> Problem details:
Set out the records below again exactly; skip the images.

> Entries supplied:

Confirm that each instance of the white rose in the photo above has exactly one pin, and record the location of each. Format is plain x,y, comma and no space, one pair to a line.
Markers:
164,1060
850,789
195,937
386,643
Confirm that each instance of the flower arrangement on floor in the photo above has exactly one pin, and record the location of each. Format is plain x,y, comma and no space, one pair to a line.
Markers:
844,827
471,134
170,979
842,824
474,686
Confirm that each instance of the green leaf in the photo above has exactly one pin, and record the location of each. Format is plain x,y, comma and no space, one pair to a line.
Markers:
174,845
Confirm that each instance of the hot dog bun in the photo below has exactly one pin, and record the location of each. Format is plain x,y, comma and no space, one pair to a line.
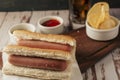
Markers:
46,53
22,34
36,73
48,48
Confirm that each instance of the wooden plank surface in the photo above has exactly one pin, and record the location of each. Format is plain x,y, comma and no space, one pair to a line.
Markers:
107,68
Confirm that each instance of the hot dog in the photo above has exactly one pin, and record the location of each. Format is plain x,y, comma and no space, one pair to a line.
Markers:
35,62
43,56
44,45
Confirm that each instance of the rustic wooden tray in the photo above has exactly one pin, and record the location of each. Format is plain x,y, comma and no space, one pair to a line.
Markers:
90,51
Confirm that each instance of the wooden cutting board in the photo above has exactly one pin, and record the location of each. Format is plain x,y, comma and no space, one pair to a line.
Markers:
89,51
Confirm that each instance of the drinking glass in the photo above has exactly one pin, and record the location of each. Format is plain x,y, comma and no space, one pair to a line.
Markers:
78,10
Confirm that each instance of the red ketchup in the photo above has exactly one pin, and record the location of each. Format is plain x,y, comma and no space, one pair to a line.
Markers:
51,23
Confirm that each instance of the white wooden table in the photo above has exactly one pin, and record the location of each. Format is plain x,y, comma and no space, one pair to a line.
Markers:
106,69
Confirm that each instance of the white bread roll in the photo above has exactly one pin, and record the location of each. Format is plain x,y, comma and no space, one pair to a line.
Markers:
46,53
63,39
36,73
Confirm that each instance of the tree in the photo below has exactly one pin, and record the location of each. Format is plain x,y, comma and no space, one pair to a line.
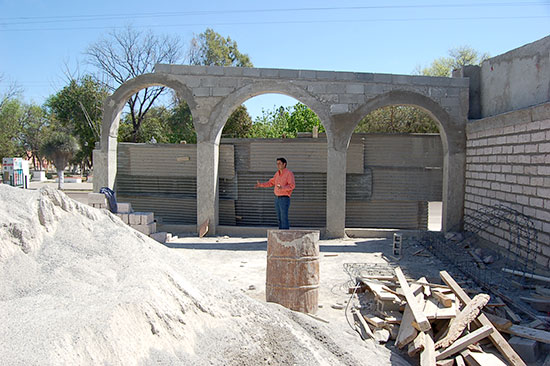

> The completed task:
Confirm that each instance of the white rose in the photo above has exactly one pin, and record the location of each. Format is plain x,y, comma and no space, one pair to a line.
Markers:
164,1060
850,789
195,937
386,643
Confirm that each instance of the flower arrangement on floor in the photo above has exactly one pin, and record the location of each. Format is plain x,y, comma and no space, one pair to a line.
Markers:
844,827
471,134
170,979
842,824
474,686
Confirm that each instance of the green leaf in the photo above has exactly one pin, and record the location of each. Format is plain x,y, comma and no space, one pair to a line.
Markers:
174,845
Confirm that each instance of the hot dog bun in the photo below has exactly one pin, and record the location of each. Format is plain x,y, comma and no space, one pair to a line.
Markers:
46,53
22,34
36,73
48,48
Confirm that each instance of the wooden plank surface in the photo above has exactly one pin, and record the location of each. Format is plain x,y, comma and no space, one pair to a line.
Markers:
107,68
Confirm that each instance of the hot dog in the photo above has exactly one pin, and record the location of each. Format is plain x,y, comma and no space, one pair to a line.
Markers:
35,62
43,56
44,45
Confirm that each instance of the rustic wooden tray in the photo above has exactly one pin, and record the location of each. Format is plain x,y, comma and no space, one pair to a line.
Markers:
90,51
Confirm that each instance of the wooden cutting board in the photo above has exactly one pin, and record the location of each. Format is plain x,y, comma and no space, one pair to a line.
Markers:
89,51
Confirm that each instance of the drinking glass in the photo above has exactly one pin, and record the location of each. Format is plain x,y, comma and no space, one pair to a line.
Markers:
78,10
Confirm that each instance of the red ketchup in the photo above has exactly one pin, and record the location of each. Format is plain x,y, comma and no space, one pair to a line.
Markers:
51,23
Confirm that each instance of the white wooden table in the photo above has exactly one pin, and record the location of each. Format is plain x,y, comma and no space, one pair to a line.
Markers:
106,69
Confirm that each instance of the white bread roll in the photo above has exactly one pin, and record the location of each. Format is plain x,y, comma and no space, one pair to a line.
Markers:
46,53
63,39
36,73
Confirm that each instance of the tree in the photo below has exactly one pin, and record the location of each. Format is plain x,y, comma and no space, one pair to a line.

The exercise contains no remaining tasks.